In full and without alteration, write out the lines below.

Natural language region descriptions
----------------

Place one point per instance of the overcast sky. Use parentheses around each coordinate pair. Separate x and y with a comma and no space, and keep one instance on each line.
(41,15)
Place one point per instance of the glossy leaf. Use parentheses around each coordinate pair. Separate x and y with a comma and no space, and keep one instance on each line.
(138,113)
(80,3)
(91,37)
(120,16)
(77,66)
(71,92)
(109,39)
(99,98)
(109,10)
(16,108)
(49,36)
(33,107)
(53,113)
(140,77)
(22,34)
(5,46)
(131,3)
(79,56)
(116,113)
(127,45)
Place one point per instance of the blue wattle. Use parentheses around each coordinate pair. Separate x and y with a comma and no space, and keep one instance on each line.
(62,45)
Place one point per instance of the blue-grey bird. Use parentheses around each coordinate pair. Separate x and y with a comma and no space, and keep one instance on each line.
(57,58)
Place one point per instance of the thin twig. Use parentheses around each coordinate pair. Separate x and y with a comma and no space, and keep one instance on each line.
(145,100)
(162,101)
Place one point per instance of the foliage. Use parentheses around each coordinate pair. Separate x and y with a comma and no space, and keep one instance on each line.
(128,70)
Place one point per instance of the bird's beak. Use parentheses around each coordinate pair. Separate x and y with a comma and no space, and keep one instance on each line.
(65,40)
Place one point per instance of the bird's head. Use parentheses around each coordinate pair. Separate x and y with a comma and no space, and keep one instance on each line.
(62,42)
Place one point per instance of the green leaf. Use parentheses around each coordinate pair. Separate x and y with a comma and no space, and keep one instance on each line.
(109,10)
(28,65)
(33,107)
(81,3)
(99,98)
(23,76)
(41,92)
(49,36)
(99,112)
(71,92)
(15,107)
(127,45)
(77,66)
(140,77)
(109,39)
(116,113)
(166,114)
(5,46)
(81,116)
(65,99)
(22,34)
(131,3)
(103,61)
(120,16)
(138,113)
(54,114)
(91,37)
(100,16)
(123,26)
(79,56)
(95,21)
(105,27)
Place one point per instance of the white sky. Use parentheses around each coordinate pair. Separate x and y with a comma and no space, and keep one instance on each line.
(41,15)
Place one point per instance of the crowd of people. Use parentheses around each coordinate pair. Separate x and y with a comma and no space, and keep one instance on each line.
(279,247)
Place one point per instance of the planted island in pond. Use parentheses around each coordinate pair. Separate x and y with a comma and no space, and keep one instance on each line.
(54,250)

----------------

#### [Solution below]
Place one point per instance of the overcast sky. Use parentheses around each coordinate pair. Separate x and y with a comma and no space, and keep one instance on each line.
(41,15)
Place one point per instance of the glossy leaf. Use parentheses around each coordinate pair. Separate x and y with a comma and no space, and keep one instance on each line.
(138,113)
(80,3)
(91,37)
(120,16)
(77,66)
(71,92)
(109,39)
(99,98)
(109,10)
(16,108)
(49,36)
(33,107)
(53,113)
(140,77)
(22,34)
(5,46)
(131,3)
(79,56)
(116,113)
(127,45)
Place one point per instance of the blue wattle. Use parentheses around each coordinate pair. Separate x and y with a comma and no space, and keep one instance on each line.
(62,45)
Place one point per instance of the blue-grey bird. Use parentheses around each coordinate pair. Separate x and y with a comma and no space, and keep one instance on each line.
(57,58)
Place one point per instance of the thin twig. Use parentheses around each coordinate pair. Separate x and y with a comma and no space, and keep one instance on each line.
(145,100)
(162,101)
Place one point per instance of the foliage. Use parentheses around each coordinate pair. Separate x and y with a comma and no space, and keep one instance on each line.
(128,70)
Place one point per instance of the bird's beak. Use parentheses around each coordinate pair. Separate x and y with a comma and no space, and keep one instance on each line.
(65,40)
Place one point per instance of the bird's head. Use parentheses around each coordinate pair. Separate x and y with a comma and no space, and keep one instance on each line.
(62,42)
Place one point per instance of the green leaf. Use parentheses around each coordinate pair. Separate x and y with a comma and no space, and keep one instance on each line.
(109,10)
(28,65)
(33,107)
(81,3)
(99,98)
(23,76)
(41,92)
(49,36)
(99,112)
(71,92)
(15,107)
(127,45)
(77,66)
(140,77)
(109,39)
(116,113)
(166,114)
(5,46)
(81,116)
(65,99)
(22,34)
(131,3)
(103,61)
(120,16)
(138,113)
(54,114)
(91,37)
(100,16)
(123,26)
(79,56)
(95,21)
(105,27)
Place one point per instance of the white sky. Use parentheses around each coordinate pair. Separate x and y with a comma and no space, and keep one instance on each line.
(41,15)
Place one point per instance of the crowd of people. Use parentheses around each coordinate pair. Separate x and y with a comma and no space, and keep one instance on each line.
(279,247)
Place one point per instance of the planted island in pond. Use parentheses around each coordinate pair. Separate x and y with a comma and no space, and keep one instance on each line.
(54,250)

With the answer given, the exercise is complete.